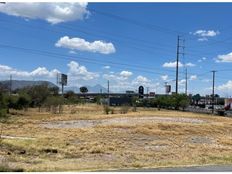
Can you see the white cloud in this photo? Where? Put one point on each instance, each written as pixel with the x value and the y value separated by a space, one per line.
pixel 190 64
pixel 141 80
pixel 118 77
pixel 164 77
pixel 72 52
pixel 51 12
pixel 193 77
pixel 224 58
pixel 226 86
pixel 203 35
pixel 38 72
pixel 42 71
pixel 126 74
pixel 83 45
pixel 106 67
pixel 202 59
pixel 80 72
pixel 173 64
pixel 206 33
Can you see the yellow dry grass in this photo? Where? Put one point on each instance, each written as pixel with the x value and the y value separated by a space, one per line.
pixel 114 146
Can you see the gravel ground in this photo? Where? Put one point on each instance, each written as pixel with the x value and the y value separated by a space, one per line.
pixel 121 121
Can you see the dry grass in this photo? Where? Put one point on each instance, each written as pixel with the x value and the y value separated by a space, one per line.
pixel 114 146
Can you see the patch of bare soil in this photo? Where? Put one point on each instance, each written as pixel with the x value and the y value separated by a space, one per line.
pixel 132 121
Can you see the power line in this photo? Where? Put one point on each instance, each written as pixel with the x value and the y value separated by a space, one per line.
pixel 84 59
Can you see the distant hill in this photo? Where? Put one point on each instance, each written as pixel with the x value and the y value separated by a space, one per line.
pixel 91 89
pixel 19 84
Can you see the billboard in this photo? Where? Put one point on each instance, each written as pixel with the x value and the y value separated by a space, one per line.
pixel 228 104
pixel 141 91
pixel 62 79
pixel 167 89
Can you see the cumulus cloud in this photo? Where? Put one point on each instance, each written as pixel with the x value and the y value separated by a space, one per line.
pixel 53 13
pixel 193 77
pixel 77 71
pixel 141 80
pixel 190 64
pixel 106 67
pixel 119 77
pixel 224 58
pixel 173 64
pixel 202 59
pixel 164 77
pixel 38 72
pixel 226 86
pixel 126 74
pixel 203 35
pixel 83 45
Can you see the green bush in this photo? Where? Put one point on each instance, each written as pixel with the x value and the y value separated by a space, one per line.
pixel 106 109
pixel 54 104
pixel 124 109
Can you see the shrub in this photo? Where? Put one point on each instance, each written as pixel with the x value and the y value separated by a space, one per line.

§ **Job**: Repeat the lines above word for word, starting at the line that contains "Can you see the cumulus" and ending with the last line.

§ **Task answer**:
Can you see the cumulus cloud in this photo? Where? Put one point on each instance, each written as pixel with the x value and the y value separated by a space, one per line.
pixel 53 13
pixel 193 77
pixel 77 71
pixel 141 80
pixel 190 64
pixel 106 67
pixel 119 77
pixel 224 58
pixel 173 64
pixel 202 59
pixel 164 77
pixel 38 72
pixel 226 86
pixel 126 74
pixel 203 35
pixel 83 45
Can you see the green bush in this photo? Where? Put one point on each instance, each written as pixel with the x value and the y value separated by a space, one per line.
pixel 106 109
pixel 54 104
pixel 124 109
Can you see the shrub in this photo? Where? Put one point on each instance, each written as pixel with the x value and the y value separated by a space, one per line.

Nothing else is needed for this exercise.